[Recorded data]
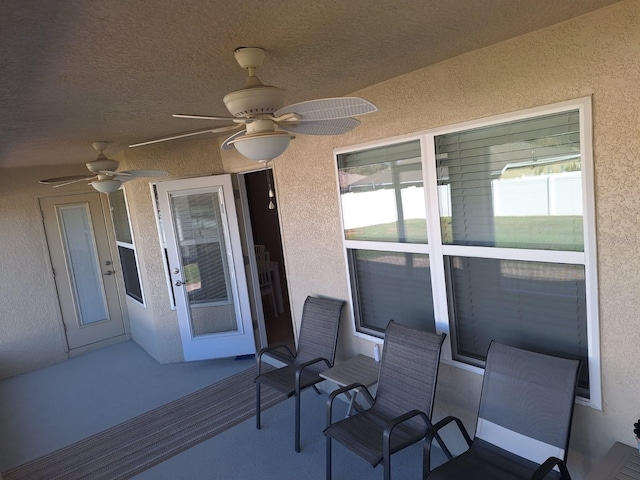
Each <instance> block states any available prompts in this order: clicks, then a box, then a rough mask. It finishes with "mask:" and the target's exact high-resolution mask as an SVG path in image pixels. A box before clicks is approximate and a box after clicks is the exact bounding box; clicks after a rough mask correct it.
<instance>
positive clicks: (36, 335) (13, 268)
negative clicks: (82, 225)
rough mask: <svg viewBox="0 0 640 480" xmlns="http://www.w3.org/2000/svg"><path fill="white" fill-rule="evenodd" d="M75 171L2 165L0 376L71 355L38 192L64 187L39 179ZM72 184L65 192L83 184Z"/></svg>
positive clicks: (52, 362)
mask: <svg viewBox="0 0 640 480" xmlns="http://www.w3.org/2000/svg"><path fill="white" fill-rule="evenodd" d="M76 173H77V167H61V168H57V169H54V168H45V167H43V168H38V169H36V168H18V169H10V170H2V171H0V245H1V246H2V248H0V265H2V268H3V271H4V272H5V279H4V281H3V282H2V284H1V285H0V379H2V378H6V377H10V376H13V375H17V374H20V373H23V372H28V371H31V370H34V369H36V368H40V367H42V366H44V365H50V364H52V363H56V362H59V361H61V360H65V359H66V358H67V352H66V348H67V347H66V340H65V338H64V334H63V329H62V317H61V314H60V308H59V304H58V299H57V295H56V288H55V283H54V280H53V273H52V271H51V264H50V261H49V254H48V251H47V245H46V240H45V236H44V228H43V226H42V217H41V215H40V210H39V204H38V196H52V195H55V194H56V193H57V194H60V193H61V192H59V191H58V192H56V191H52V190H51V186H46V185H39V184H38V183H37V181H38V179H41V178H48V177H55V176H63V175H71V174H76ZM69 187H70V188H68V189H66V190H65V192H64V194H68V193H73V192H75V191H78V190H79V188H80V187H77V186H75V185H70V186H69Z"/></svg>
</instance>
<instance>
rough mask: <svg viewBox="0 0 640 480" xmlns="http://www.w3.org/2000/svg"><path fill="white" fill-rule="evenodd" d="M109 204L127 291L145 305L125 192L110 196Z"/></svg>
mask: <svg viewBox="0 0 640 480" xmlns="http://www.w3.org/2000/svg"><path fill="white" fill-rule="evenodd" d="M109 204H110V205H111V216H112V218H113V226H114V228H115V231H116V245H117V246H118V254H119V256H120V264H121V265H122V276H123V277H124V287H125V291H126V292H127V295H129V296H130V297H131V298H133V299H135V300H137V301H138V302H140V303H144V299H143V296H142V284H141V283H140V275H139V274H138V261H137V259H136V248H135V245H134V243H133V236H132V234H131V226H130V224H129V213H128V211H127V202H126V200H125V197H124V191H123V190H122V189H120V190H116V191H115V192H113V193H111V194H109Z"/></svg>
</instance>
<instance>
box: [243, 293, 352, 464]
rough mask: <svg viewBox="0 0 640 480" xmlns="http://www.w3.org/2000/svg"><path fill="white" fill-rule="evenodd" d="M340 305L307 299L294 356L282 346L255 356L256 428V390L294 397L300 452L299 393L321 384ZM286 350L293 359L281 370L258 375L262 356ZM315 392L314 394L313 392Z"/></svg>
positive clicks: (269, 348)
mask: <svg viewBox="0 0 640 480" xmlns="http://www.w3.org/2000/svg"><path fill="white" fill-rule="evenodd" d="M343 305H344V301H342V300H334V299H329V298H315V297H307V299H306V300H305V302H304V308H303V310H302V319H301V321H300V335H299V337H298V348H297V349H296V354H295V355H294V354H293V352H291V350H289V347H287V346H286V345H274V346H272V347H267V348H264V349H262V350H261V351H260V352H259V353H258V357H257V362H258V376H257V377H256V379H255V382H256V428H258V429H260V386H261V385H262V384H264V385H267V386H269V387H272V388H275V389H276V390H279V391H280V392H282V393H284V394H285V395H287V396H288V397H291V396H295V398H296V404H295V449H296V452H299V451H300V392H301V391H302V390H304V389H305V388H308V387H311V386H313V387H314V388H315V385H316V383H319V382H321V381H323V380H324V378H322V377H321V376H320V375H319V374H320V373H321V372H323V371H324V370H326V369H327V368H330V367H332V366H333V362H334V359H335V354H336V342H337V339H338V324H339V321H340V312H341V310H342V306H343ZM278 348H286V349H287V350H288V352H289V354H290V355H291V357H292V358H293V360H292V361H291V363H290V364H289V365H287V366H285V367H282V368H278V369H276V370H271V371H268V372H265V373H262V356H263V355H264V354H265V353H266V352H268V351H272V350H275V349H278ZM316 391H317V390H316Z"/></svg>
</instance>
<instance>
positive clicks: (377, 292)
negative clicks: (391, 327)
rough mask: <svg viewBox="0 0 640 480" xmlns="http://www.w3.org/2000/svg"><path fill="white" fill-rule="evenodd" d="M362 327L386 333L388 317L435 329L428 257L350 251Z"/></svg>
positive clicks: (369, 250) (350, 261) (364, 251)
mask: <svg viewBox="0 0 640 480" xmlns="http://www.w3.org/2000/svg"><path fill="white" fill-rule="evenodd" d="M349 259H350V268H351V273H352V275H351V278H352V279H353V283H354V286H355V291H354V292H353V293H354V305H355V308H356V309H357V312H356V317H358V318H359V321H360V327H361V328H362V329H363V330H365V331H367V330H368V331H370V332H372V333H374V334H380V333H384V330H385V329H386V328H387V324H388V323H389V320H395V321H397V322H398V323H401V324H403V325H410V326H413V327H415V328H419V329H421V330H428V331H430V332H435V320H434V312H433V300H432V295H431V269H430V264H429V257H428V256H427V255H423V254H417V253H400V252H379V251H372V250H350V251H349Z"/></svg>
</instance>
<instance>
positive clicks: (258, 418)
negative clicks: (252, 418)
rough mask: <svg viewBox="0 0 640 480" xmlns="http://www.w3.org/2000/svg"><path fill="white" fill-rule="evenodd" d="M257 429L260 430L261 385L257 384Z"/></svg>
mask: <svg viewBox="0 0 640 480" xmlns="http://www.w3.org/2000/svg"><path fill="white" fill-rule="evenodd" d="M256 428H257V429H258V430H260V383H259V382H256Z"/></svg>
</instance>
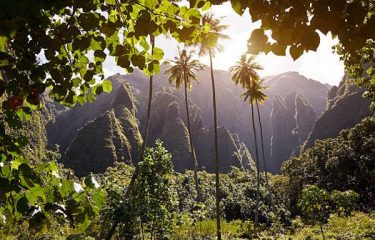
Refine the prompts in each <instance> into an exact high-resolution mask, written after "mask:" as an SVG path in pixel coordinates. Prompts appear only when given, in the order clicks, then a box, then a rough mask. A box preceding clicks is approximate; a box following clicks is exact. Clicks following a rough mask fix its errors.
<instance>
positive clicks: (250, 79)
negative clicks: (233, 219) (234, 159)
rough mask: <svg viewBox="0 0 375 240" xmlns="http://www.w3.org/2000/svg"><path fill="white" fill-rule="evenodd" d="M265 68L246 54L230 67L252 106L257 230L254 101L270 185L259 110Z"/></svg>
mask: <svg viewBox="0 0 375 240" xmlns="http://www.w3.org/2000/svg"><path fill="white" fill-rule="evenodd" d="M262 69H263V68H262V67H261V66H260V65H259V64H258V63H256V62H255V57H254V56H250V57H247V56H246V55H245V54H244V55H242V56H241V58H240V60H239V61H238V62H237V64H236V65H234V66H233V67H231V68H230V72H231V73H232V80H233V81H234V82H235V84H239V85H241V86H242V87H243V88H244V89H246V91H245V93H244V94H243V96H244V98H245V101H246V100H248V99H249V103H250V106H251V118H252V126H253V134H254V141H255V156H256V168H257V200H256V214H255V232H256V231H257V227H258V216H259V186H260V171H259V154H258V139H257V133H256V128H255V118H254V102H255V104H256V106H257V112H258V122H259V127H260V134H261V143H262V158H263V165H264V168H265V176H266V184H267V189H268V190H269V187H268V176H267V165H266V161H265V156H264V155H265V154H264V141H263V128H262V122H261V118H260V111H259V104H258V102H261V103H262V102H264V100H265V99H266V95H265V94H264V93H263V92H262V90H263V89H264V87H263V86H262V81H261V80H260V77H259V75H258V73H257V70H262Z"/></svg>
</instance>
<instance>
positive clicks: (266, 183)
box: [255, 101, 272, 205]
mask: <svg viewBox="0 0 375 240" xmlns="http://www.w3.org/2000/svg"><path fill="white" fill-rule="evenodd" d="M255 104H256V107H257V112H258V123H259V129H260V141H261V144H262V145H261V146H262V159H263V166H264V173H265V177H266V187H267V191H268V193H269V194H270V196H271V192H270V185H269V181H268V175H267V172H268V171H267V162H266V157H265V156H264V141H263V127H262V120H261V117H260V111H259V103H258V101H255ZM271 205H272V203H271Z"/></svg>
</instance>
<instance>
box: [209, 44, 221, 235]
mask: <svg viewBox="0 0 375 240" xmlns="http://www.w3.org/2000/svg"><path fill="white" fill-rule="evenodd" d="M209 56H210V70H211V81H212V102H213V108H214V132H215V189H216V194H215V196H216V232H217V239H218V240H221V226H220V175H219V173H220V166H219V153H218V137H217V111H216V93H215V78H214V70H213V67H212V53H211V49H209Z"/></svg>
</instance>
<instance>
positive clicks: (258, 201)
mask: <svg viewBox="0 0 375 240" xmlns="http://www.w3.org/2000/svg"><path fill="white" fill-rule="evenodd" d="M263 89H265V87H264V86H263V85H262V81H260V80H258V81H254V82H253V83H252V84H251V85H250V86H249V88H247V89H246V91H245V92H244V93H243V94H242V96H243V97H244V100H245V101H247V100H248V101H249V104H250V107H251V119H252V126H253V134H254V141H255V156H256V161H255V162H256V168H257V194H256V212H255V226H254V232H255V235H257V230H258V224H259V219H258V218H259V201H260V199H259V198H260V171H259V155H258V139H257V133H256V128H255V120H254V103H255V104H256V105H258V101H259V102H264V100H265V99H266V98H267V96H266V95H265V94H264V93H263V92H262V90H263ZM259 116H260V115H259V107H258V117H259ZM258 120H259V122H260V117H259V119H258ZM260 125H261V124H260ZM261 133H262V131H261ZM261 138H262V139H263V136H262V137H261ZM262 145H263V143H262ZM263 151H264V148H263ZM263 161H264V163H265V160H264V153H263ZM265 166H266V165H265ZM265 175H266V184H267V188H268V191H269V187H268V176H267V171H266V169H265Z"/></svg>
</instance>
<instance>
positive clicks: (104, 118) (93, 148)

▶ **Your goal**
Please repeat the lines from the start of the rows through the line with "negative clicks: (82, 225)", including both ends. Leave the pictures out of your answer.

▶ **Written answer**
Each <instance> block states any available prompts in this order: clicks, then a box, then a rough mask. It finishes with "mask:" and the target's exact high-resolution mask as an SVG path in image pixels. A box before clicks is approximate and a box after clicks is the exact bounding box; clicks after a rough mask correct it.
<instance>
positive clicks: (36, 335) (13, 268)
negative clicks: (82, 225)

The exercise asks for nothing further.